INSTRUCTIONS FOR THE TASK →
Retype all of the entries that appear below, keeping them exactly as they are.

◇ ◇ ◇ ◇ ◇

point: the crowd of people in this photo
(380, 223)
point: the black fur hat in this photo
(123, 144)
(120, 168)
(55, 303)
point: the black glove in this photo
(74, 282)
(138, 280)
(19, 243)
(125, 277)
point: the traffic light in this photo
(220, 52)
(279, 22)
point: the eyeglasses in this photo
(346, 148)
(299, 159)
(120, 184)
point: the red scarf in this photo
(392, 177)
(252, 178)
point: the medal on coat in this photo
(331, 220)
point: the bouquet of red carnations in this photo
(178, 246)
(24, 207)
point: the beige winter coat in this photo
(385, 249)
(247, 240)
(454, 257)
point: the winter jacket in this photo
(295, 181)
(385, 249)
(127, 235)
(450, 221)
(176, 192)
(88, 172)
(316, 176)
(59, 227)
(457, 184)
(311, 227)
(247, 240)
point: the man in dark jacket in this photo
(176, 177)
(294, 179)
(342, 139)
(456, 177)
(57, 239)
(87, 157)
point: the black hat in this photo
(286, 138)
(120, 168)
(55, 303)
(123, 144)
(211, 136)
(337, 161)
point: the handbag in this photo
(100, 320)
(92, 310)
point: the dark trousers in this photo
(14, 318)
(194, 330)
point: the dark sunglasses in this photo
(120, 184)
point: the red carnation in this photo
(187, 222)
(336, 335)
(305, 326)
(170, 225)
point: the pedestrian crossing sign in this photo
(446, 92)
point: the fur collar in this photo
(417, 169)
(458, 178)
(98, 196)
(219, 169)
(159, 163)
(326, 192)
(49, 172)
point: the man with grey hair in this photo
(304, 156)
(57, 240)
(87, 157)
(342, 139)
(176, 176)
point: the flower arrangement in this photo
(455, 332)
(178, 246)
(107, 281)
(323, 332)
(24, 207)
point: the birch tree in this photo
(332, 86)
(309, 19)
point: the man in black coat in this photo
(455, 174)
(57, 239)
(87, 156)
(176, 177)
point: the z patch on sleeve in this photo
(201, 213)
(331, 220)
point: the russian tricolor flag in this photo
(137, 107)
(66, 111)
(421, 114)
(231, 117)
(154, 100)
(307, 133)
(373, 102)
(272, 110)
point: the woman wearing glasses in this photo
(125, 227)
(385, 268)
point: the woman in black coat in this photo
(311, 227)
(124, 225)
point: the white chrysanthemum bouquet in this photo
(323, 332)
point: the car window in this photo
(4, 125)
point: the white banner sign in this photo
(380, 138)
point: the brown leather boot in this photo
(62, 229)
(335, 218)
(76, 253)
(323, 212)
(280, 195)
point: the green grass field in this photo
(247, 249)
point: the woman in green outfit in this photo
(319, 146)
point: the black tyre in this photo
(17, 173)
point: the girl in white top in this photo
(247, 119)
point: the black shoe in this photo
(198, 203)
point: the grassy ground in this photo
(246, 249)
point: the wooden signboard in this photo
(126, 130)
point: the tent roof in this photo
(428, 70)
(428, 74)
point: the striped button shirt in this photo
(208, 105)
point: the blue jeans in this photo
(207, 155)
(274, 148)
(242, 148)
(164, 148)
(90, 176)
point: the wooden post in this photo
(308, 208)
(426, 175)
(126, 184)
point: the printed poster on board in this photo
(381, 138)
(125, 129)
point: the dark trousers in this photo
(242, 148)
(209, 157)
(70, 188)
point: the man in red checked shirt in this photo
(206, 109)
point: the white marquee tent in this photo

◇ ◇ ◇ ◇ ◇

SOLUTION TO THE EXERCISE →
point: the crowd of people in this photo
(380, 223)
point: the black fur hat in this photo
(123, 144)
(120, 168)
(55, 303)
point: the black glove in this photo
(74, 282)
(138, 280)
(19, 243)
(125, 277)
point: the traffic light in this photo
(220, 52)
(279, 22)
point: the eyeglasses in this photo
(346, 148)
(299, 159)
(120, 184)
point: the red scarf in this photo
(392, 177)
(252, 178)
point: the medal on coat in this photo
(331, 220)
point: the bouquet of red carnations in this photo
(178, 246)
(24, 207)
point: the beige winter coat in this photo
(385, 249)
(247, 240)
(454, 257)
point: the winter jacket in this photo
(295, 181)
(385, 249)
(127, 235)
(450, 221)
(176, 192)
(88, 172)
(316, 176)
(59, 227)
(457, 184)
(311, 227)
(247, 240)
point: the man in dark jacket in this photo
(176, 177)
(294, 179)
(342, 139)
(456, 177)
(57, 239)
(87, 157)
point: the black hat in this photo
(286, 138)
(120, 168)
(55, 303)
(123, 144)
(211, 136)
(337, 161)
point: the handbag in this photo
(100, 320)
(92, 310)
point: the dark trousers in this photo
(14, 318)
(194, 330)
point: the dark sunglasses in this photo
(120, 184)
point: the red carnation in this photo
(187, 222)
(336, 335)
(305, 326)
(170, 225)
point: the pedestrian crossing sign in this photo
(446, 92)
point: the fur collar in this photo
(417, 169)
(458, 178)
(98, 196)
(219, 169)
(159, 163)
(326, 192)
(49, 172)
point: the man with grey hair in this photo
(304, 156)
(57, 240)
(87, 157)
(342, 139)
(176, 176)
point: the flower arrangement in this photo
(455, 332)
(178, 246)
(107, 281)
(323, 332)
(24, 207)
point: the birch tree in this photo
(332, 86)
(309, 19)
point: the man in black coat in this photo
(455, 174)
(57, 239)
(87, 156)
(176, 177)
point: the z patch on sleeve in this photo
(201, 213)
(331, 220)
point: the russian tricolor flag in this photo
(137, 107)
(66, 111)
(421, 114)
(231, 117)
(154, 100)
(307, 133)
(373, 102)
(272, 110)
point: the woman wearing glasses in this photo
(125, 227)
(385, 268)
point: the woman in black coat in this photo
(311, 227)
(124, 225)
point: the white chrysanthemum bouquet in this photo
(323, 332)
point: the car window in this photo
(4, 125)
point: the white banner sign in this photo
(380, 138)
point: the brown leather boot in this photo
(62, 229)
(335, 218)
(76, 253)
(323, 212)
(280, 195)
point: the green grass field in this photo
(247, 249)
point: the woman in green outfit in this photo
(319, 146)
point: the black tyre in this photo
(17, 173)
point: the girl in white top in this photo
(247, 119)
point: the black shoe in this photo
(198, 203)
point: the grassy ground in this photo
(246, 249)
point: the wooden signboard in this photo
(126, 130)
point: the tent roof in this photo
(428, 70)
(428, 74)
point: the striped button shirt in this photo
(208, 105)
point: the blue jeans in this photo
(207, 155)
(274, 148)
(242, 148)
(164, 148)
(90, 176)
point: the wooden post in this photo
(308, 208)
(426, 175)
(126, 184)
point: the printed poster on board in this photo
(381, 138)
(125, 129)
point: the dark trousers in this photo
(242, 148)
(209, 157)
(70, 188)
point: the man in red checked shirt in this photo
(206, 109)
point: the white marquee tent in this photo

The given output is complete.